━━━━━ Document text ━━━━━

So this has given me something new to consider. So far, however, things have looked very good, and Verity is an incredibly active baby--possibly even more so than my others! Now I'm praying for wisdom to know if we should increase the monitoring in the future. The med center has offered to do more frequent scans, though the doctors have all indicated they don't think it's necessary. (Not that--we've learned--we want to rely on what the doctors think is or isn't necessary for a trisomy 18 baby!)

Saturday, December 17, 2016

Verity Is Our Baby...Not a Diagnosis

Understatement: Continuing a pregnancy with a high risk of miscarriage or stillbirth is a difficult, emotional journey. It is even more complicated when considering that should the baby survive birth, he or she will have special needs and a shortened life span, even if "exceeding expectations."

As my husband and I have learned from personal experience, the input we receive from medical professionals along our journey contributes in a huge way to either lightening our burdens or adding to them. The research article I want to highlight today is titled "Our Children Are Not a Diagnosis" (full citation at the end of this post), and the pointers offered to health care providers (HCPs) rang so true when I read them that I felt the information was worth shouting to the world!

First, I want to share some feelings and experiences common to parents who choose to continue pregnancies despite diagnoses of fetal anomalies. Since the research represented input from parents of 107 children with full T13 or T18, I feel we are in good company, with many of the quotes and answers resonating with our personal feelings and experience. Quotes from the article are in italics; I will follow with commentary about our own experience.

Facts:
  1. "Parents experience intense grief reactions regardless of the choice they make. However, parents who were offered support and who chose to continue pregnancy described a positive experience in all explorative descriptive studies."
  2. "The majority of parents felt some HCPs did not view children with T13-18 as unique children and that they did not look beyond the grim statistics of these conditions." [This has been true of two of the doctors we have consulted with at various times--but not of the providers I have seen at the military treatment facility.] After diagnosis, parents report being told that:
    • Their baby would likely die before or at the time of birth [Check]
    • Their baby would not live more than a few months [Check]
    • The condition of their baby was lethal or incompatible with life [Insinuated if not in these words]
    • Their child would be a vegetable [The actual word spoken to me was "retarded."]
    • Their baby would destroy their family or their marriage [Check]
    • If their baby survived, he would live a meaningless life or a life of suffering [The word used here was "futile."]
  3. "The majority (61%) of parents reported feeling pressure to terminate their pregnancy." [I am pleased to say that none of the HCPs I have spoken with either in person or on the phone has even suggested this, but this perhaps may have been different if we had not begun EVERY meeting by firmly telling that particular HCP that abortion is NOT an option for us.]
  4. When first hearing about the diagnosis, "The most common hope was that the child would be born alive and that parents would have a modest amount of time to spend with their child.... Parents report understanding the implications of the diagnosis and only a few had hopes for a miracle or a cure. These modest hopes reflected acceptance of the serious condition." [This is certainly true for us. I don't want or need HCPs to paint a rosy picture for us. We are well aware of the facts. I DO want them to understand the not-so-negative facts, though.]
Ideally, parents who receive a prenatal diagnosis should also receive the full range of information, including new data about these conditions. The spectrum of outcomes for T13 and T18 babies is extremely wide. With a disproportionately high number of these babies being aborted, the statistics we do have are already skewed. But while the traditional view is to describe these conditions as "lethal" or "incompatible with life," the truth is that when interventions are provided, particularly for those who do not have severe anomalies, the one-year survival rates have been reported to be as high as 56% (in some Japanese studies). And as I learned from the article referenced in my last post, early interventions can make a huge difference in how long a T13 or T18 baby lives after birth. It is true that life spans are still significantly shorter, with a small percentage making it past one year. But why not allow parents the opportunity to make and cherish precious memories no matter how long their child lives?

━━━━━ Supplied material ━━━━━

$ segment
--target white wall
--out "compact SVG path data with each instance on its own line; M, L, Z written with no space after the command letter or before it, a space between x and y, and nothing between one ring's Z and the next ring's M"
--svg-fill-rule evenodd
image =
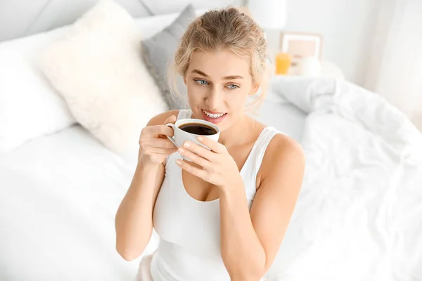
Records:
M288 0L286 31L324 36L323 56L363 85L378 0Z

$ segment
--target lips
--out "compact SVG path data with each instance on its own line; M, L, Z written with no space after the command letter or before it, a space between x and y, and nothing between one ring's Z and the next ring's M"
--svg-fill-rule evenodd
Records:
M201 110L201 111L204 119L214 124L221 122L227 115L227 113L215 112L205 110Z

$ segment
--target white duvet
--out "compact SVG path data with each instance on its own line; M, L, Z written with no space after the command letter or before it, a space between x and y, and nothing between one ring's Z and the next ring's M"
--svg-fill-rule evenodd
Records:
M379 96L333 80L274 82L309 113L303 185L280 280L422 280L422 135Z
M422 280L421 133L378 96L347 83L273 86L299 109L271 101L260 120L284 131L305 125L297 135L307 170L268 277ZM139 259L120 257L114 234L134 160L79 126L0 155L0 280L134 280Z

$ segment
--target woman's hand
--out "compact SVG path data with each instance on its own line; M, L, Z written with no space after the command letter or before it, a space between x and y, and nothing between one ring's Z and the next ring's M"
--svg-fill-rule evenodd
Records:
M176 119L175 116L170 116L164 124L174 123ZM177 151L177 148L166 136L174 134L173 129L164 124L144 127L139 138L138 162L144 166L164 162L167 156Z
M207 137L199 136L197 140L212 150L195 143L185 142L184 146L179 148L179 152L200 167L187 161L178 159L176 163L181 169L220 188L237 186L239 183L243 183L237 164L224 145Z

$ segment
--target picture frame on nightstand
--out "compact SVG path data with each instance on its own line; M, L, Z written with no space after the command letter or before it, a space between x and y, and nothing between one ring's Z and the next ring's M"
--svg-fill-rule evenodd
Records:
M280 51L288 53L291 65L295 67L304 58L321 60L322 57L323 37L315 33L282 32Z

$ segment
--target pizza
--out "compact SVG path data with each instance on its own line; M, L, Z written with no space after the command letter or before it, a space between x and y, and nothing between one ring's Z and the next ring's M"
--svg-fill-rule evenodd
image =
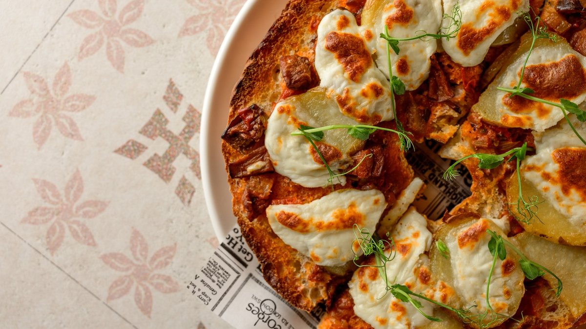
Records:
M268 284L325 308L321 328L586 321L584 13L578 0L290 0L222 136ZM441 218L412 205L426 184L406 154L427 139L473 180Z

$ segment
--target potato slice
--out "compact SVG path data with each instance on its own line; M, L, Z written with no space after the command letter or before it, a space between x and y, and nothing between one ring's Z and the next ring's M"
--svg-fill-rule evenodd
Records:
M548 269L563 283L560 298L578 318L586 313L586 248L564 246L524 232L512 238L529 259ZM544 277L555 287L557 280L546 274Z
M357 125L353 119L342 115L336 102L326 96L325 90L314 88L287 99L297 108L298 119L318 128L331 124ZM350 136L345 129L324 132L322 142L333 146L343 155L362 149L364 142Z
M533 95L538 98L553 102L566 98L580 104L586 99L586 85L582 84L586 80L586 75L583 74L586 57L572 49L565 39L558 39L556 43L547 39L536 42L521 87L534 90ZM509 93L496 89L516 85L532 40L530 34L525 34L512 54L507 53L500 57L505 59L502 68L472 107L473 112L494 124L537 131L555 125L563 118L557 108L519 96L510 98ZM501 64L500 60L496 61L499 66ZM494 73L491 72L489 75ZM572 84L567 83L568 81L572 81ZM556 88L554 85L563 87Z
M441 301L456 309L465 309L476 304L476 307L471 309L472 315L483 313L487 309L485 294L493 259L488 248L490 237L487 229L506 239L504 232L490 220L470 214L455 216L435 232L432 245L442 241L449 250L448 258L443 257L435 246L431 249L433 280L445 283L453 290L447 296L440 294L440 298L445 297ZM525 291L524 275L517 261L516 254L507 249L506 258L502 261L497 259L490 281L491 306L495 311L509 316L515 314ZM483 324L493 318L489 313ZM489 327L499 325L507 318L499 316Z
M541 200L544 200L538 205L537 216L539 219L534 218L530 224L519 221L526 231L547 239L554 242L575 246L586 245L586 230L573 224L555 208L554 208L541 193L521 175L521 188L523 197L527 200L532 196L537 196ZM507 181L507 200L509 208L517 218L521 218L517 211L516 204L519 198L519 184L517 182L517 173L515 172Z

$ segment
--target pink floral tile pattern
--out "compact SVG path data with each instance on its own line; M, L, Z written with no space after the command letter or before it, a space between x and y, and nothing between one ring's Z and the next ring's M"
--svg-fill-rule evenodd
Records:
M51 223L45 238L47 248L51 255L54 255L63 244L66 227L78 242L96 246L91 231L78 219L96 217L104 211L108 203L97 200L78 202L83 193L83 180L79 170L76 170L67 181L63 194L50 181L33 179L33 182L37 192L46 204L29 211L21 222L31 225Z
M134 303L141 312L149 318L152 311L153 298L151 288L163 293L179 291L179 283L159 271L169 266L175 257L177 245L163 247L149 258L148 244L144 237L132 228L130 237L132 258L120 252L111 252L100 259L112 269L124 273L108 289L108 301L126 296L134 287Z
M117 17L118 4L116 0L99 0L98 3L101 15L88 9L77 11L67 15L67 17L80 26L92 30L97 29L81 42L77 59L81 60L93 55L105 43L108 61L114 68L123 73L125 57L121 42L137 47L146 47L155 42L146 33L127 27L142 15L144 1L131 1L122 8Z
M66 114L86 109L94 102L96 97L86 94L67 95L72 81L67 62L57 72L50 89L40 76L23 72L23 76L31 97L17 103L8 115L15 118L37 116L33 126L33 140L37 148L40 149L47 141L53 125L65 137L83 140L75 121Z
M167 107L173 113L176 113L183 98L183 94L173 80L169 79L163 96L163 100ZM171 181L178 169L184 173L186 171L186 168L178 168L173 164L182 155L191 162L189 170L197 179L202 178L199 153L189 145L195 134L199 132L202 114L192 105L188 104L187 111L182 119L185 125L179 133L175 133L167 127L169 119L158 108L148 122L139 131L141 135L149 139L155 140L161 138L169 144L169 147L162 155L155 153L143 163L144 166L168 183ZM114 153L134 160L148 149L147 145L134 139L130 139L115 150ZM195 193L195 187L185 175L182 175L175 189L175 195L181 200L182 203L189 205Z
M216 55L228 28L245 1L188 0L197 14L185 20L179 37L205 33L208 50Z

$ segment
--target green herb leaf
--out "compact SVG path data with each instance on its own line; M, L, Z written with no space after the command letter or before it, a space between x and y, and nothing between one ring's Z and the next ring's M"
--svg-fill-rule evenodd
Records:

━━━━━

In the post about Verity, why does the author say the available statistics for T13 and T18 babies are already skewed? Answer in one to three sentences.

__Exercise response__
The statistics are skewed because a disproportionately high number of T13 and T18 babies are aborted.